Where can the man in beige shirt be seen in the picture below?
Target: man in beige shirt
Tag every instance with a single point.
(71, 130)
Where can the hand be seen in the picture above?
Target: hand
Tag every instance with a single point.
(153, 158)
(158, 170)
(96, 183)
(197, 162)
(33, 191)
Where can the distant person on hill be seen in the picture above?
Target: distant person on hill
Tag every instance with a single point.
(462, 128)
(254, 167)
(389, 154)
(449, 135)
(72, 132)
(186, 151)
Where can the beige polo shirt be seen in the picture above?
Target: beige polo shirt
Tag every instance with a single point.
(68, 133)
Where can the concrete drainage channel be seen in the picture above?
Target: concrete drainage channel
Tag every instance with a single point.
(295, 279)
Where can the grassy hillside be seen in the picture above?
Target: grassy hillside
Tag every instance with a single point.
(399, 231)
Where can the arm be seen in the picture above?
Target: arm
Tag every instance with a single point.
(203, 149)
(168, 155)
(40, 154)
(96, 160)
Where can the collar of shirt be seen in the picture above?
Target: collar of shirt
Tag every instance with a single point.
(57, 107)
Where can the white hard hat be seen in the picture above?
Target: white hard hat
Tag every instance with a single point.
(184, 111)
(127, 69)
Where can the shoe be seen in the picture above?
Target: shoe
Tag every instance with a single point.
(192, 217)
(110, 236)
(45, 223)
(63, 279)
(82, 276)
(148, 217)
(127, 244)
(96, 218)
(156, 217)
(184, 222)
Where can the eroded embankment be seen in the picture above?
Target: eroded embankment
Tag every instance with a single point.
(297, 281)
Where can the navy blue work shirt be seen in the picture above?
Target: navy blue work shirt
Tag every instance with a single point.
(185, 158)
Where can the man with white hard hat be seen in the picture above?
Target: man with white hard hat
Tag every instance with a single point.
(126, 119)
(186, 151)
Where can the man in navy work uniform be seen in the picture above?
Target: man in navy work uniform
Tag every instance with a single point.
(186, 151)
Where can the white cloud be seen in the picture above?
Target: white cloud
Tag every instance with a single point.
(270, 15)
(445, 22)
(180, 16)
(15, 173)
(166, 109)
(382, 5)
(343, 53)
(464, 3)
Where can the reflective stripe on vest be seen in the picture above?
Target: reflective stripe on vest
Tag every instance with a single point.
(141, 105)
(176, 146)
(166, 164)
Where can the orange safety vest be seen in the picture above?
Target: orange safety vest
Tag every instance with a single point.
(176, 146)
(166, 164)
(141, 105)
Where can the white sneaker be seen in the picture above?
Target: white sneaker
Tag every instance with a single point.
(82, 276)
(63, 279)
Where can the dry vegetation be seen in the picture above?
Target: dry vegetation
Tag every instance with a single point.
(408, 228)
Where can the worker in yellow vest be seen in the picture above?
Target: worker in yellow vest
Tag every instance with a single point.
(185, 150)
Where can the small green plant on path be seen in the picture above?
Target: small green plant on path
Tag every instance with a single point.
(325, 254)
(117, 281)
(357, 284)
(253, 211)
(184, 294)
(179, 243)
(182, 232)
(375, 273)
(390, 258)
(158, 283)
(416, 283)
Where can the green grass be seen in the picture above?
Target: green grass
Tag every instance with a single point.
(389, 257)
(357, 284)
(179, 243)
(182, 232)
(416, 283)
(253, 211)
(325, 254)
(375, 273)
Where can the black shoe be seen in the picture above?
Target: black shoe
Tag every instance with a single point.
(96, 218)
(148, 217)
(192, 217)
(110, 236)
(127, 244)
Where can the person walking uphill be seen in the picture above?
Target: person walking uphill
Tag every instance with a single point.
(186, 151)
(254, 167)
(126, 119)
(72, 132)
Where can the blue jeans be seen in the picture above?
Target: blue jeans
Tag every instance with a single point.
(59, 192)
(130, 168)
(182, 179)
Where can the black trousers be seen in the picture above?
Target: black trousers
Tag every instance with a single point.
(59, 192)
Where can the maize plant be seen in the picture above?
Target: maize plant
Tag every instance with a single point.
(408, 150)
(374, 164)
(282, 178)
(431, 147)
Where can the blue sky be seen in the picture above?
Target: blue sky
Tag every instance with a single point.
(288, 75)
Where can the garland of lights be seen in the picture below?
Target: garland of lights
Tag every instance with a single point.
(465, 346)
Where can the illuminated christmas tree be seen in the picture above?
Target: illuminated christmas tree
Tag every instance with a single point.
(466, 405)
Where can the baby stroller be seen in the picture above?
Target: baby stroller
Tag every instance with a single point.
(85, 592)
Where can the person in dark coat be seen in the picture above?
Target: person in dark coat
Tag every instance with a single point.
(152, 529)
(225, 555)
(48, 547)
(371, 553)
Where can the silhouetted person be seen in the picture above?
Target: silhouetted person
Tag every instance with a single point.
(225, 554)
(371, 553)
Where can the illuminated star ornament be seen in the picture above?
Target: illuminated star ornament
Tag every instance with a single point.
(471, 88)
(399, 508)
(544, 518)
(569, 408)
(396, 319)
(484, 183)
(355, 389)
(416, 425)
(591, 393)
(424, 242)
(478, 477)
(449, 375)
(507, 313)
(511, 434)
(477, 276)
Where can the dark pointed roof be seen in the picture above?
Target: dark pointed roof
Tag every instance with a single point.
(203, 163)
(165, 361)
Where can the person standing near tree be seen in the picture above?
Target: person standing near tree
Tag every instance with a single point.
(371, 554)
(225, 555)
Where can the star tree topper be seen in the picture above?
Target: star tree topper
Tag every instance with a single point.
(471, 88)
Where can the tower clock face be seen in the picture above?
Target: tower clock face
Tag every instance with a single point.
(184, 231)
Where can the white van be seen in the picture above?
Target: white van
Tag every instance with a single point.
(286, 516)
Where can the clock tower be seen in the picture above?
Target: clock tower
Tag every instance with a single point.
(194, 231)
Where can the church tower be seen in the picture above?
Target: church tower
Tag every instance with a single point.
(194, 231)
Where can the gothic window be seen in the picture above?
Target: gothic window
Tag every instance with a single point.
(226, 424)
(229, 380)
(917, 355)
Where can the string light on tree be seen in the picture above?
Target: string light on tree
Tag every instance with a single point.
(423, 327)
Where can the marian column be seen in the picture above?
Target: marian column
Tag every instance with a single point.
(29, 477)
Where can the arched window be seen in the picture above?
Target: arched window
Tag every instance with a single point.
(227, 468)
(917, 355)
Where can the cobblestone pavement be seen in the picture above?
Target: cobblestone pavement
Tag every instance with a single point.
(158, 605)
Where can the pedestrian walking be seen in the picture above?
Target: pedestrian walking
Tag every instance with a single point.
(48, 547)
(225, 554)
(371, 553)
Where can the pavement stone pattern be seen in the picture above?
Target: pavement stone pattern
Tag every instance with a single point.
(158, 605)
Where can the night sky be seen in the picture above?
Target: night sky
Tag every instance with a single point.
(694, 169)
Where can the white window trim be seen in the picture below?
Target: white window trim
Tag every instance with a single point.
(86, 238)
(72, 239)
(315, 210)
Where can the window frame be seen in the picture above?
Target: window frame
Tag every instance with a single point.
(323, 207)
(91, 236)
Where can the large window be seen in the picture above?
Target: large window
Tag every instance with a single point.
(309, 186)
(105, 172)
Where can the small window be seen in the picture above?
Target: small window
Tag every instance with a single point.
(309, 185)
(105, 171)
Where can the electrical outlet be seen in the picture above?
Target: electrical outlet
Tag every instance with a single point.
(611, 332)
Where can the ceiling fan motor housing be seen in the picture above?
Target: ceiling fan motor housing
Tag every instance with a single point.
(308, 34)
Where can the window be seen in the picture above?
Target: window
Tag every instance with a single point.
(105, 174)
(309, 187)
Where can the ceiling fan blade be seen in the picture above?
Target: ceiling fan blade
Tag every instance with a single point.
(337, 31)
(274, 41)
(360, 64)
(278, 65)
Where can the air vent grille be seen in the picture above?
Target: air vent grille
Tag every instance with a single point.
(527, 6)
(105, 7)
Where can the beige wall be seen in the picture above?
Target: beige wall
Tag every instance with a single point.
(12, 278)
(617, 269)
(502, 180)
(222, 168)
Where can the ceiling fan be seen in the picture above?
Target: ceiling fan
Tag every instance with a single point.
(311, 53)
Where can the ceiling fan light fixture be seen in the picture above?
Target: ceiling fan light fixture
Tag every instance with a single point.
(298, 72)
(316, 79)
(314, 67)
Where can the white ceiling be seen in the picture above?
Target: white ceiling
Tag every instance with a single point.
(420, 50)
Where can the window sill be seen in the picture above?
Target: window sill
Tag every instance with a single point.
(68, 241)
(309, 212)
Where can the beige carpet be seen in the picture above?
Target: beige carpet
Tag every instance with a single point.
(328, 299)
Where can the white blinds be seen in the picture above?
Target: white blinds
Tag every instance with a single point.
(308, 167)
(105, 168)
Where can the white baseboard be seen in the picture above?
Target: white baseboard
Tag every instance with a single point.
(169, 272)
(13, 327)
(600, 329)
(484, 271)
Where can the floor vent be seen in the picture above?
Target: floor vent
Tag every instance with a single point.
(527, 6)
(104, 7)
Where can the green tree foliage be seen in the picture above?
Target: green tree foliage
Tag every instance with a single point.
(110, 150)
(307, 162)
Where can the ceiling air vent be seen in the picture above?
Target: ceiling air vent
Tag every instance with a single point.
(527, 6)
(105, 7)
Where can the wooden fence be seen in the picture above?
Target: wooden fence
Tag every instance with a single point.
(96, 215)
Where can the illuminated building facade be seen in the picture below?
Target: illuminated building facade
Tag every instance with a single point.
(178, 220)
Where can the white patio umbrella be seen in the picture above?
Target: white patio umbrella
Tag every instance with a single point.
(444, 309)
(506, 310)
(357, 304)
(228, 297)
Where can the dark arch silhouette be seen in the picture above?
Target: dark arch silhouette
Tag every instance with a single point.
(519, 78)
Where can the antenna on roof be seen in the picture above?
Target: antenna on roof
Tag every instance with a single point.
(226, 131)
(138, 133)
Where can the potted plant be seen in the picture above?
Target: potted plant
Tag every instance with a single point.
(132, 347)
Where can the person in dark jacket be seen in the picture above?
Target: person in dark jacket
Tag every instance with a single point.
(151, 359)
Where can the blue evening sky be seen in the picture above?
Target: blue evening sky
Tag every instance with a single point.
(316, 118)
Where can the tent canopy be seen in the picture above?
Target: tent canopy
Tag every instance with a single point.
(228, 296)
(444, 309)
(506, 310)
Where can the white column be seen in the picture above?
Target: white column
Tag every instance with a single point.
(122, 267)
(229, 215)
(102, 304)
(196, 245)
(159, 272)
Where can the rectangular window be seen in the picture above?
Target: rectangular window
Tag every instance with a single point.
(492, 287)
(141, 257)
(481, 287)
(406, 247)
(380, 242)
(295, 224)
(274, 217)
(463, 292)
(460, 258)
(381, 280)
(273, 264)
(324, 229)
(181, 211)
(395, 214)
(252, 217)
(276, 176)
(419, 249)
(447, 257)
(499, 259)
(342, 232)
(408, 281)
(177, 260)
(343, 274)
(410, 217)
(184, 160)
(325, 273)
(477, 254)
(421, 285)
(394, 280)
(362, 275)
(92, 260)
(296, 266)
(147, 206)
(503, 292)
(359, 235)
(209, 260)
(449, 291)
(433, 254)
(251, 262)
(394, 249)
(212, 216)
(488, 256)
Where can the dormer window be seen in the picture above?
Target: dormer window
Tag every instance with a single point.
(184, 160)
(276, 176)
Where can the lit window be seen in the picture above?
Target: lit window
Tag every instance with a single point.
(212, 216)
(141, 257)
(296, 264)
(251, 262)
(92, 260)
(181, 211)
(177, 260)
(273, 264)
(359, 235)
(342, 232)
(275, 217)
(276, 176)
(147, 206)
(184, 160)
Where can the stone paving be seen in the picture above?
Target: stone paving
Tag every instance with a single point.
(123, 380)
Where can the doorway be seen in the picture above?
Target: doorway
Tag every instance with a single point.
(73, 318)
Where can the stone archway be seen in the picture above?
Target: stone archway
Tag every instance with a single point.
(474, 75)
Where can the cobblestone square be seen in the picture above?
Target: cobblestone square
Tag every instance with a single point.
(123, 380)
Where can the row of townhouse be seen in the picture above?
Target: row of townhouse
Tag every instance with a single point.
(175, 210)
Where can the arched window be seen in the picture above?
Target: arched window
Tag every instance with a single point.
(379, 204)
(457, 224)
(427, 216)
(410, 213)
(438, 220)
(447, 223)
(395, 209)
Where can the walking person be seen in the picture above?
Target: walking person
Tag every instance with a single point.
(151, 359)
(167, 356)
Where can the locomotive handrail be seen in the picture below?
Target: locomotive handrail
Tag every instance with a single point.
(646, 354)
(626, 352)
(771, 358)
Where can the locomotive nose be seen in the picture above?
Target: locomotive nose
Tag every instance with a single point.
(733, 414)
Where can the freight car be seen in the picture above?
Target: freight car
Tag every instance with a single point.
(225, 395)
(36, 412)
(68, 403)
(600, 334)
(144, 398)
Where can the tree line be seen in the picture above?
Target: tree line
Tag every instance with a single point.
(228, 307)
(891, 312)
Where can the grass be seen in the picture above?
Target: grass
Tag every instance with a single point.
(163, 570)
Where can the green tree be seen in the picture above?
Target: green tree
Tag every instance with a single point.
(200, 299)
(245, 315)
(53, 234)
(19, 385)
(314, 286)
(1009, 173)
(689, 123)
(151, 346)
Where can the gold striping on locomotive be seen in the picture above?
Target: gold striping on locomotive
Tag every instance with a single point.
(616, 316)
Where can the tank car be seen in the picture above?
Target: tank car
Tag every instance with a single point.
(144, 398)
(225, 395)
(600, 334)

● Aim of the exercise: Copy only this span: the line that contains "Where can the walking", the last line, and every line between them.

● Answer to the problem:
Where can the walking person be seen in the picture above?
Target: walking person
Tag every instance with a single point.
(151, 359)
(167, 356)
Where can the locomotive handrail be seen in the picture below?
Target: locomotive handrail
Tag every instance with a single point.
(646, 354)
(626, 352)
(771, 358)
Where can the locomotive nose be seen in the picture above?
Target: locomotive nose
Tag every instance with a single point.
(733, 414)
Where can the freight car be seen in the picture above?
Target: freight car
Tag every instance with a single point.
(225, 395)
(36, 412)
(68, 403)
(600, 334)
(144, 398)
Where can the tree line be seen in the picture above?
Target: tree line
Tag every instance with a single point.
(228, 307)
(891, 312)
Where can the grass be seen in the picture above?
Target: grass
Tag every instance with a single point.
(163, 570)
Where can the green tree be seen in the picture above?
Target: green tree
Tag every instance with a single point.
(200, 299)
(245, 315)
(53, 234)
(19, 385)
(314, 286)
(1009, 173)
(689, 123)
(151, 346)
Where can the gold striping on locomotive be seen in the picture above?
Target: gold striping on locomotive
Tag every instance with a single point.
(616, 316)
Where can the tank car be seen in the picture above?
Target: tank car
Tag every instance with a single point.
(144, 398)
(225, 395)
(600, 334)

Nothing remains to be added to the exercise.